(Given exercise):
Continue the passage below on Finney's work as a revivalist, starting right after its final sentence.

(Quoted text):
--- begin ---

He started conducting revivals in small New York towns and spreading them to large urban chapters, such as Philadelphia and Boston.
Along with Gale, Finney was commissioned to a 'Female Missionary Society' in Oneida County on March 17, 1824, for 6 months. He worked at Gale's farm in Evans Mills in exchange for instruction. The place later became Gale's 'Oneida Institute.'
His heavy involvement in church activities and his baptism led him to quit his practice as an attorney, and he started preaching the gospel as an evangelist. He also drifted from the antithetical group 'Master Mason' and headed toward Christianity. Finney was now actively involved in the Anti-Masonic Movement. On May 7, the local Masonic Chapter discharged him.
Finney served as a revivalist from 1825 to 1835, in Jefferson County. He then worked in Manhattan for a few years. In 1826, he began preaching revival in the New York area, after being transferred to the ‘Oneida Presbytery.’ In January that year, he preached the sermon “Can two Walk Together Except They Be Agreed?” in Troy, New York.

--- end ---

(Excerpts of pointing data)
--- begin ---

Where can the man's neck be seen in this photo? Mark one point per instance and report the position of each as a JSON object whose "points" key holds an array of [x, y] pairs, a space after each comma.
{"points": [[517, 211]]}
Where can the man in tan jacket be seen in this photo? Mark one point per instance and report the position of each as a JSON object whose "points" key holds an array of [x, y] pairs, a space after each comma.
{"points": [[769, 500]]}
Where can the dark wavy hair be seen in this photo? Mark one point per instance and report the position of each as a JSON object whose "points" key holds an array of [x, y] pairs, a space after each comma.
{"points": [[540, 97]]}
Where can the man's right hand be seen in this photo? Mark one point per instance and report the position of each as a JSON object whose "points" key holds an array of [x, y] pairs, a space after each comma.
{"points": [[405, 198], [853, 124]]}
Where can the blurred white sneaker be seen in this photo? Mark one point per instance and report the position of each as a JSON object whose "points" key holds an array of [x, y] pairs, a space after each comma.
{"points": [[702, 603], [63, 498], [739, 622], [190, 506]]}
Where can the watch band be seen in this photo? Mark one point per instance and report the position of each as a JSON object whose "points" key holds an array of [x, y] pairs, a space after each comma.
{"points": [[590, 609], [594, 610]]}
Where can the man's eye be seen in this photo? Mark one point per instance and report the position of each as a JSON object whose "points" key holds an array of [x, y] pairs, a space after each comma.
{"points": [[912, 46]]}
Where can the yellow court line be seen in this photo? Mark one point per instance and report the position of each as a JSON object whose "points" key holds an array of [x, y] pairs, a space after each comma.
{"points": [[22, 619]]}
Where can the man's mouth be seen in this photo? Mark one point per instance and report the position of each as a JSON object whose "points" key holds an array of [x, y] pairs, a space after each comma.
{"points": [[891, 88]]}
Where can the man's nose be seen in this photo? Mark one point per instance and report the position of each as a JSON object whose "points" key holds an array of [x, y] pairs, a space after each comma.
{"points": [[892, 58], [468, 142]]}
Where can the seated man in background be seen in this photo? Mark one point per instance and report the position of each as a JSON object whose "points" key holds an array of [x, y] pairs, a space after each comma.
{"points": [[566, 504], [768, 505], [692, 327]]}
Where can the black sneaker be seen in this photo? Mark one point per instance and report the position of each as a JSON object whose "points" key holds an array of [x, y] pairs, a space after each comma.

--- end ---

(Reply to the task):
His reformatory ways of addressing congregations was heavily popularized in the villages of upstate New York. His methods were later adopted by the Congregational and Presbyterian churches of larger towns.
Finney's new ways, dubbed the "new measures," were heavily criticized. One of the prominent critics of his ways was Presbyterian clergyman Lyman Beecher, who supported the strict traditions of Eastern schools.
Finney gradually became a commanding orator. He would call his audience “sinners” and pray for them. His growing success and popularity even made many orthodox clergymen accept his way of teaching.
In July 1826, Finney attended the 'New Lebanon Convention,' which discussed the ''new measures'' and revivals.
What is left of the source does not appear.